• Sans patriarcat, tout va !

    Photo : Hanslucas.HL_BDEMENGE
     
    Pour sortir de l’été en pente douce, je me suis dit que partager avec vous une chronique pleine de sève et de chaleur, ça mettrait un peu de baume au cœur sur la ligne soldée de nos congés payés. La rencontre date de juin dernier, dans un lycée des Hauts-de-Seine où les secondes stockaient de la vitamine D, lézardant devant leur salle pendant que leurs aîné·es bachotaient. Après les avoir laissé·es tranquillement s’installer, j’ai évoqué le programme de l’animation qui débutait sur une réflexion autour des stéréotypes de genre et leur impact normatif sur nos constructions. L’intitulé un peu ronflant n’invitant pas aux ébats en chambre, le groupe, pas déstabilisé pour un rond, a choisi la question du sport, haut lieu de la segmentation avec ses compétitions très genrées. Comme la classe était plutôt sûre d’elle sur la question de la différence des capacités physiques entre hommes et femmes, résultat d’une génétique peu paritaire, j’ai conseillé aux élèves de visionner le film Battle of The Sexes, biopic sur la tenniswoman Billie Jean King défiée par Bobby Riggs, athlète bedonnant en fin de carrière voulant prouver au monde entier la supériorité physique des mâles, fingers in the nose and the chips. Plus prompt à monter au filet pour balancer des vannes sexistes qu’à enfiler les smashes gagnants, le fat va perdre son pari. Le film met en évidence cette immense bataille menée par les femmes sur et en dehors des terrains de sport pour être reconnues à leur juste valeur et mieux médiatisées. Une adolescente, adepte de boxe anglaise, a entériné la persistance du sexisme sportif, en expliquant que, dans son club, même les vestiaires puaient l’inégalité par la surface attribuée aux filles. « Ils nous ont filé un placard à balais pour nous changer parce que c’est au ménage qu’ils veulent nous renvoyer », a-t-elle acté ironiquement.
______________________________
■ Exercice:
Quels noms de personnes, de lieux ou d'œuvres la chronique sur le sexisme dans le sport cite-t-elle, sans compter le titre et la légende de la photo ?

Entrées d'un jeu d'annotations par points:
______________________________
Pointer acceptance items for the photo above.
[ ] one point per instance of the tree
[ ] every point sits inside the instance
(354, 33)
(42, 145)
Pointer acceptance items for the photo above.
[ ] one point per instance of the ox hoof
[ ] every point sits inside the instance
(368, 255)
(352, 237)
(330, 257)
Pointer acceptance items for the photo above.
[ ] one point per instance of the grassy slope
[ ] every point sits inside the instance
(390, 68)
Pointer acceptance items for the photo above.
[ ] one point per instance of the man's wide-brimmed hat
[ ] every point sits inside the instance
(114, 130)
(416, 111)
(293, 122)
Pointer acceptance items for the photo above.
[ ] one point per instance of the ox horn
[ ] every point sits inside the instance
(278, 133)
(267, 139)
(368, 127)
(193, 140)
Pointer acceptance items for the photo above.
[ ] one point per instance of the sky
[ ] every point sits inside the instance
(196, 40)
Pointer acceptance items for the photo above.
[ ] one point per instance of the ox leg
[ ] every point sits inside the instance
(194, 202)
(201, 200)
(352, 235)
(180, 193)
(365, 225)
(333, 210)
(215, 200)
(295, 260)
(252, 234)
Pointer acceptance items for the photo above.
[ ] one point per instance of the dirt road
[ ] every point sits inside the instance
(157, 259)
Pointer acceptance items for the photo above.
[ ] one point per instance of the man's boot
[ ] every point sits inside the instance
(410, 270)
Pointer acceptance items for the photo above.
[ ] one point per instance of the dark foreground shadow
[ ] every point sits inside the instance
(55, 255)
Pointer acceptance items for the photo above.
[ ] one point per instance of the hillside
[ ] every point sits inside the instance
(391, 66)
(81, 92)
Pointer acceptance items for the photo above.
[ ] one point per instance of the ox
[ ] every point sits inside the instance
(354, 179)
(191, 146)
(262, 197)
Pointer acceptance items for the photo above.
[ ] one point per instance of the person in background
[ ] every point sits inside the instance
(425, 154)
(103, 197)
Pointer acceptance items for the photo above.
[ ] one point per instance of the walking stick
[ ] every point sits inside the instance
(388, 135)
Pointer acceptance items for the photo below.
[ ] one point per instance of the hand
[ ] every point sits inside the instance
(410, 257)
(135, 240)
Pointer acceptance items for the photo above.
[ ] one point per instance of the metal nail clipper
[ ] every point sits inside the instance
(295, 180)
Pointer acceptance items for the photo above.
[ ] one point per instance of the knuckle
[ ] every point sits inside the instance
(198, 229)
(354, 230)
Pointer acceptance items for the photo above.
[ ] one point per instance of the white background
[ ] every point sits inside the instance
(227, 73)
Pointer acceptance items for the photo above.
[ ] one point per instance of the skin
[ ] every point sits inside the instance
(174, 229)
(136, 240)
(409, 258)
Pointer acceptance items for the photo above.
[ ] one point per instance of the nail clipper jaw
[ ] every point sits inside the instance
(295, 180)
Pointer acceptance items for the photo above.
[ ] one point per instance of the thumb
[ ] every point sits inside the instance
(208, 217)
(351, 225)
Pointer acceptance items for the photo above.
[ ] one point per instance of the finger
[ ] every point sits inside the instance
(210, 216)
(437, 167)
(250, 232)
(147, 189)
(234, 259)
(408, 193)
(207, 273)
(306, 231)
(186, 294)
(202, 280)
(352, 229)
______________________________
■ Corrigé:
Hauts-de-Seine, Battle of The Sexes, Billie Jean King, Bobby Riggs